WRITTEN TASK A. Write out the passage of the letter from "A recent NTMA/PMA" to "for small manufacturers.".

Melissa Roth and Vincent Roux
Co-Founders and Co-Owners

                                 ______
                                 
                      One Voice for Manufacturing

                   300 New Jersey Ave., NW, Suite 300

                          Washington, DC 20001

                       https://onevoiceinfo.org/

                             March 11, 2024

The Honorable Ron Wyden             The Honorable Mike Crapo
Chairman                            Ranking Member
United States Senate                United States Senate
Committee on Finance                Committee on Finance
219 Dirksen Senate Office Building  219 Dirksen Senate Office Building
Washington, DC 20510                Washington, DC 20510

Dear Chairman Wyden and Ranking Member Crapo:

On behalf of One Voice, the joint effort between the National Tooling 
and Machining Association (NTMA) and the Precision Metalforming 
Association (PMA), and our nearly 3,000 metalworking member companies, 
thank you for your efforts to help support the growth of American 
manufacturing. The most efficient and effective way to generate growth 
among small businesses manufacturing in America is to pass the 
bipartisan Tax Relief for American Families and Workers Act of 2024, 
H.R. 7024.

Federal tax policy has a significant impact on our members' businesses. 
When a manufacturer has more resources available to reinvest back into 
the business, they will purchase more equipment, add more customers, 
and hire and train more employees. However, the loss of full expensing 
and the requirement to amortize R&D expenses have caused increased tax 
bills for small and medium-sized manufacturers, which many still 
struggle to cover. This drastic change in the tax treatment of small 
business investments in research and innovation reduces incentives to 
invest in R&D and reduces the cash flow of manufacturers making it 
harder to invest in and grow our businesses.

A recent NTMA/PMA survey conducted in January 2024, showed that taxes 
are the number one issue for One Voice members. Tax provisions such as 
R&D expensing, Bonus Depreciation, Section 163(j), Section 179, Section 
199a and the estate tax have a significant impact on small and medium-
sized manufacturers, like our members. The survey showed that due to 
the loss of full expensing of R&D, 33% of One Voice members had to 
reduce their R&D activities while 37% of members reduced their capital 
expenditures due to the drop to 80% expensing for Bonus Depreciation.

Our member companies rely on these vital tax provisions to help invest 
in their employees and facilities. The Senate should immediately pass 
the bipartisan Tax Relief for American Families and Workers Act of 
2024, H.R. 7024, as the most effective pathway to level the playing 
field for small manufacturers.

Thank you for your support on this issue and your efforts on behalf of 
the metalworking industry.

Sincerely,

David Klotz                         Roger Atkins
PMA President                       NTMA President

                                 ______
                                 
                     Smart Material Solutions, Inc.

MATERIAL SUPPLIED.
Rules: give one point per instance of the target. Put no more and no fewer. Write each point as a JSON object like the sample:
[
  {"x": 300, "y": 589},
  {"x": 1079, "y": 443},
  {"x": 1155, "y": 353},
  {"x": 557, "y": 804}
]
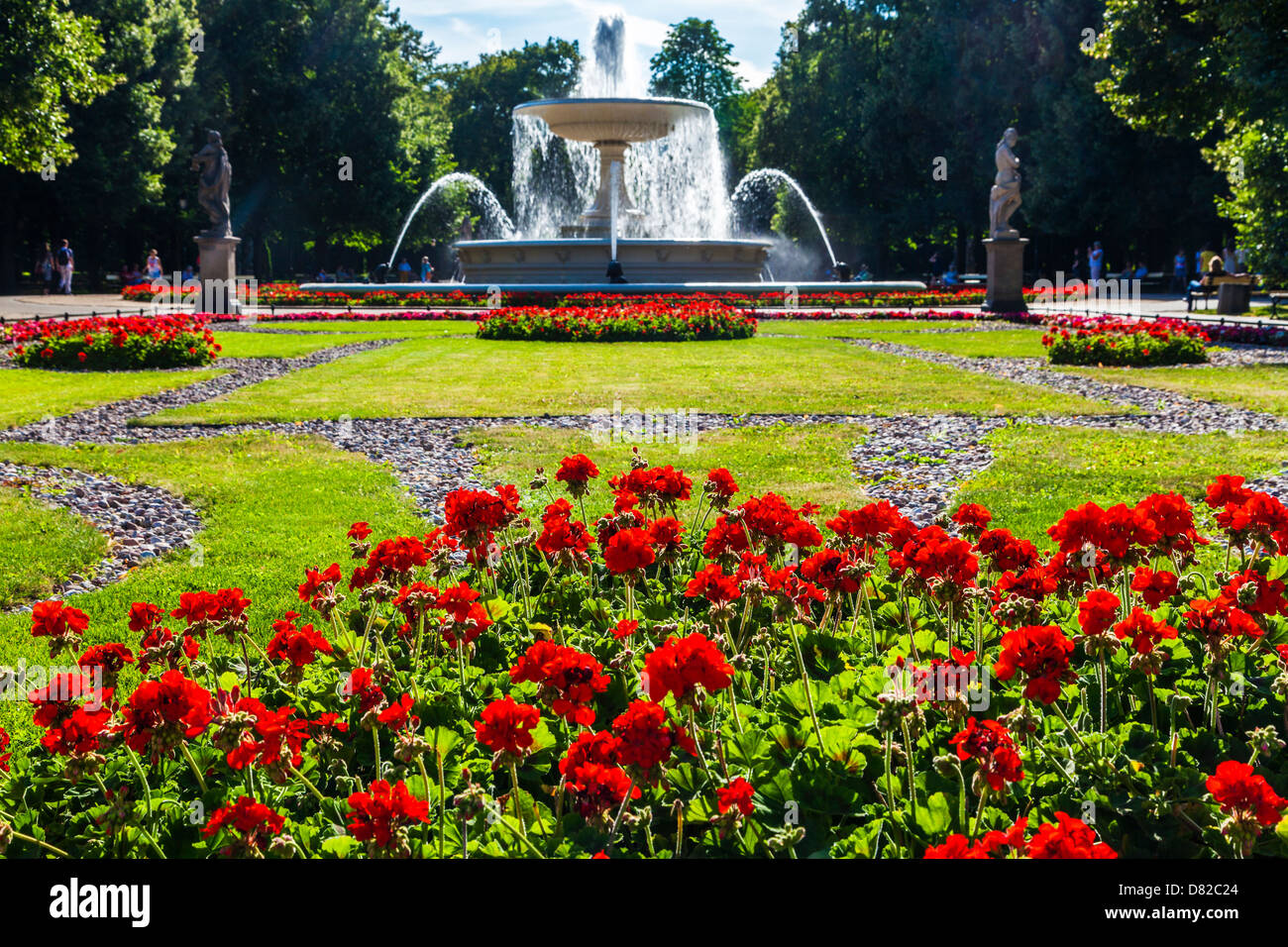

WRITTEN TASK B. Rewrite the entries with every "point" changed to "marker" and nothing else altered. Leave out the pictures.

REPLY A.
A recent NTMA/PMA survey conducted in January 2024, showed that taxes 
are the number one issue for One Voice members. Tax provisions such as 
R&D expensing, Bonus Depreciation, Section 163(j), Section 179, Section 
199a and the estate tax have a significant impact on small and medium-
sized manufacturers, like our members. The survey showed that due to 
the loss of full expensing of R&D, 33% of One Voice members had to 
reduce their R&D activities while 37% of members reduced their capital 
expenditures due to the drop to 80% expensing for Bonus Depreciation.

Our member companies rely on these vital tax provisions to help invest 
in their employees and facilities. The Senate should immediately pass 
the bipartisan Tax Relief for American Families and Workers Act of 
2024, H.R. 7024, as the most effective pathway to level the playing 
field for small manufacturers.

REPLY B.
Rules: give one marker per instance of the target. Put no more and no fewer. Write each marker as a JSON object like the sample:
[
  {"x": 300, "y": 589},
  {"x": 1079, "y": 443},
  {"x": 1155, "y": 353},
  {"x": 557, "y": 804}
]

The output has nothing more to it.